[Saved entries]
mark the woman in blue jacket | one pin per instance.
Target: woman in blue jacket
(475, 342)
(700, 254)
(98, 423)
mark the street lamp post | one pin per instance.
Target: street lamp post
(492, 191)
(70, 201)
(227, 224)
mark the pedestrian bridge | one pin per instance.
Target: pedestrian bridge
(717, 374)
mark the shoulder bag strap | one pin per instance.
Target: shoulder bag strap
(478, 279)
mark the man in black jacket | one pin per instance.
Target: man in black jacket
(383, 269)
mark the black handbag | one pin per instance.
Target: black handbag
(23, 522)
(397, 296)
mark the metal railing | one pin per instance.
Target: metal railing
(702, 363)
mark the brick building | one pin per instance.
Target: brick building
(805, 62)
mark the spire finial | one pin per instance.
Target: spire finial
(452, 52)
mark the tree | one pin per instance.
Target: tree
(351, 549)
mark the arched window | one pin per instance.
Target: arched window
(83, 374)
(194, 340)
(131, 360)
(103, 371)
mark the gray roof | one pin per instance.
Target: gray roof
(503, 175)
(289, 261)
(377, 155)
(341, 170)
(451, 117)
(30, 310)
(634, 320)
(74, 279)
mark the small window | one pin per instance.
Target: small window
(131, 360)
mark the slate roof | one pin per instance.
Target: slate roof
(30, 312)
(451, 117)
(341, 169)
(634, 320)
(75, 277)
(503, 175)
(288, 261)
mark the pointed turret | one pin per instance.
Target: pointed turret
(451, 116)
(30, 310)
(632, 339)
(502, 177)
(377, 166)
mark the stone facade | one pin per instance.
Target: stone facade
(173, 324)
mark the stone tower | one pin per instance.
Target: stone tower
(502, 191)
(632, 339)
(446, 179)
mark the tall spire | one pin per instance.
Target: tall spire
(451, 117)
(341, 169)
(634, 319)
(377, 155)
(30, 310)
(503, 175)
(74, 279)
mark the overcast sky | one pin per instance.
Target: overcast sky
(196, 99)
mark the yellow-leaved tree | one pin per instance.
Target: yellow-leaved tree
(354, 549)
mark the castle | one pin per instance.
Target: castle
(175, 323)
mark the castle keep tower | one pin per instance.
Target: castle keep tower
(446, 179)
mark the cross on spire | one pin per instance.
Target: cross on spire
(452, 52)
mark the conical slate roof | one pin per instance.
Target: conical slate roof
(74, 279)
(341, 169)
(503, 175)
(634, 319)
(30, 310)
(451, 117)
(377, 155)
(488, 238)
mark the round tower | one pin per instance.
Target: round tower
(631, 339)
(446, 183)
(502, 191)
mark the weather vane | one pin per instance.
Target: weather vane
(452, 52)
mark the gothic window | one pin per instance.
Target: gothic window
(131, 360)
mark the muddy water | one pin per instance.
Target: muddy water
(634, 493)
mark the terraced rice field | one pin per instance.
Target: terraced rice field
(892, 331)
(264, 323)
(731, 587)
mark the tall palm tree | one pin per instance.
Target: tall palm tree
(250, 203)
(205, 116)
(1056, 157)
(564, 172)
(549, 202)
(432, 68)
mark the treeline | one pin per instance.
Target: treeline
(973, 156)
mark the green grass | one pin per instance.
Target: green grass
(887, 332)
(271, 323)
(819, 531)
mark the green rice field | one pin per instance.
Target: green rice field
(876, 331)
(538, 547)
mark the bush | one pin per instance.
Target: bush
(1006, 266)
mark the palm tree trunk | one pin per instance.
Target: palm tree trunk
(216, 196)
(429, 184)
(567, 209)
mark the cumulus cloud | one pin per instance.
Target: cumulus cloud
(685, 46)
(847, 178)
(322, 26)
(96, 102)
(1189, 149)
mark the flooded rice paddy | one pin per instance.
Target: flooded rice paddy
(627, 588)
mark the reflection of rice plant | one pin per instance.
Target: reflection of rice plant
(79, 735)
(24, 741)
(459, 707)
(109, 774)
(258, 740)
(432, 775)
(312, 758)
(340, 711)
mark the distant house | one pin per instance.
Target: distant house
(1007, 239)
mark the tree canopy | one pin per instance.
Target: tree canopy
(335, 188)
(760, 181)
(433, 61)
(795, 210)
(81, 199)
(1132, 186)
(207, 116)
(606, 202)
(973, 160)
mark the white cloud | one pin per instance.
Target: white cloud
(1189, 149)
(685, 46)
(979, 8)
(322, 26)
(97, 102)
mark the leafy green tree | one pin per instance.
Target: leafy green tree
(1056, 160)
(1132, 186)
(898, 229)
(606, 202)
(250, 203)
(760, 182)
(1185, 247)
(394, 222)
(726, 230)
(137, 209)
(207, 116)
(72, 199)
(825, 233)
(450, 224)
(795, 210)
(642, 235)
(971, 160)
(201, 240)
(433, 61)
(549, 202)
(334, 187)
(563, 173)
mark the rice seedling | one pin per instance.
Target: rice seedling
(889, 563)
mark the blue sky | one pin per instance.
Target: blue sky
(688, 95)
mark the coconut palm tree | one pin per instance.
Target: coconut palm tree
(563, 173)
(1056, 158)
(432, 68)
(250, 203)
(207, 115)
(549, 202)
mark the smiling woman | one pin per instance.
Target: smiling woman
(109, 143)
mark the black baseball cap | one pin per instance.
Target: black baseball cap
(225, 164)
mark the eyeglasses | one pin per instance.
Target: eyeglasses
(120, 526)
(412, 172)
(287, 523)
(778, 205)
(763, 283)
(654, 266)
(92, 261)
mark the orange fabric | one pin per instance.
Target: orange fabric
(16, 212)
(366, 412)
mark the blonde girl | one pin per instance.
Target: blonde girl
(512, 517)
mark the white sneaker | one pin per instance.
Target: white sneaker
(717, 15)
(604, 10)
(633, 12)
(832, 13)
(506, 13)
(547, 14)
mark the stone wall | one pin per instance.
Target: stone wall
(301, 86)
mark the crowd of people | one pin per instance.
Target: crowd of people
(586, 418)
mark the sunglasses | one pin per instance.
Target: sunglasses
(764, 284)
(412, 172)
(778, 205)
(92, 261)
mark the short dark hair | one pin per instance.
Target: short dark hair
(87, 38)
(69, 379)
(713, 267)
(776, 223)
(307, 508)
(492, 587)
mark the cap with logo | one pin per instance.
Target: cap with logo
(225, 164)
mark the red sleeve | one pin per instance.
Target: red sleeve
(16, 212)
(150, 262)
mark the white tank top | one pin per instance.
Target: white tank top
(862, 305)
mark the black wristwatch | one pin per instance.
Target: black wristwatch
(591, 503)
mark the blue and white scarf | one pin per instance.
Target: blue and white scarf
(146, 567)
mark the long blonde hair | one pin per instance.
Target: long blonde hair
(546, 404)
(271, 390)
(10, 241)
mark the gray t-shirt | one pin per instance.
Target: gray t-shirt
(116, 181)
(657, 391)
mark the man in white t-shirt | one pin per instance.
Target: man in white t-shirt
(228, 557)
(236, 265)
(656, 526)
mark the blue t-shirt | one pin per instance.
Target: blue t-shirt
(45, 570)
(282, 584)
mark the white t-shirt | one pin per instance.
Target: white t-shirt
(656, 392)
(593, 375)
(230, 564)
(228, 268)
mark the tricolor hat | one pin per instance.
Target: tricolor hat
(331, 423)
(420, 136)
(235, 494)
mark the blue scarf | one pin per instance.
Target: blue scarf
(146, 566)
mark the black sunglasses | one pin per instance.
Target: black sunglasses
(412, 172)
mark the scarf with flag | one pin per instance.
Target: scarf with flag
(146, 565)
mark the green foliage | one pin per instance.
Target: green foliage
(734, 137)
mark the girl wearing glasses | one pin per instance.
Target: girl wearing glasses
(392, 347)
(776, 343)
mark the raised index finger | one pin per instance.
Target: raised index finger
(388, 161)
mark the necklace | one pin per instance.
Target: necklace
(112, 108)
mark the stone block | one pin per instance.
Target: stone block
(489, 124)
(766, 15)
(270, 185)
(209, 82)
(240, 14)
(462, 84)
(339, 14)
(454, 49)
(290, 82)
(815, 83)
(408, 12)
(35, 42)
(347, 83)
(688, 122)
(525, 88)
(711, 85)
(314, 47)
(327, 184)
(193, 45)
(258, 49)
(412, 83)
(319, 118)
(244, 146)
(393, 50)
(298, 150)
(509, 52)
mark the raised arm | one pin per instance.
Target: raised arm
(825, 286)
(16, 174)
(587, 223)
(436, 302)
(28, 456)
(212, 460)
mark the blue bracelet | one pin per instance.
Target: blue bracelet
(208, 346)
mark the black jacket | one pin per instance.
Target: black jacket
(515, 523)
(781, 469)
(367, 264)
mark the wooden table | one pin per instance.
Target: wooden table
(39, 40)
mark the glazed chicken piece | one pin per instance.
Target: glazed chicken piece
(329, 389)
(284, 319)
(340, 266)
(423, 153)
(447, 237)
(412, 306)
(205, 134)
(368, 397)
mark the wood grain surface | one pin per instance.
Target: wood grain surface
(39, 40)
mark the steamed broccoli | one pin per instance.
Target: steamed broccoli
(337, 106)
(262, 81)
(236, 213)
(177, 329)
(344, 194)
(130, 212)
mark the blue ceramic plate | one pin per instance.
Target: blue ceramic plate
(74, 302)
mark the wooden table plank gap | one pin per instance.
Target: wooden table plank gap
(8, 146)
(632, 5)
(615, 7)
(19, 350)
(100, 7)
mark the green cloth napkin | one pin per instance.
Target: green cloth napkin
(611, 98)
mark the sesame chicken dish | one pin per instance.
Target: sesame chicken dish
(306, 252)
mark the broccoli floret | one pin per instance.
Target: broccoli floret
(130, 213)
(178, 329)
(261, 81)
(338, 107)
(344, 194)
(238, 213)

→ **TASK INSTRUCTIONS**
Repeat only the lines from the one holding "mark the steamed" through the last line of the data.

→ **ANSWER TO THE EXERCISE**
mark the steamed broccoli | one pin per instance.
Target: steamed broccoli
(337, 106)
(262, 81)
(236, 213)
(177, 329)
(344, 194)
(130, 212)
mark the blue ceramic plate | one pin per instance.
Target: blue ceramic plate
(74, 302)
mark the wooden table plank gap | one pin per instance.
Target: wooden table plank gap
(8, 146)
(632, 5)
(615, 7)
(19, 350)
(100, 7)
mark the green cloth napkin | one pin per instance.
Target: green cloth napkin
(611, 98)
mark the sesame chicken dish | one pin per instance.
Target: sesame chicken dish
(306, 252)
mark the broccoli floret | one pin per instance.
Target: broccoli floret
(130, 213)
(178, 329)
(261, 81)
(338, 107)
(344, 194)
(238, 213)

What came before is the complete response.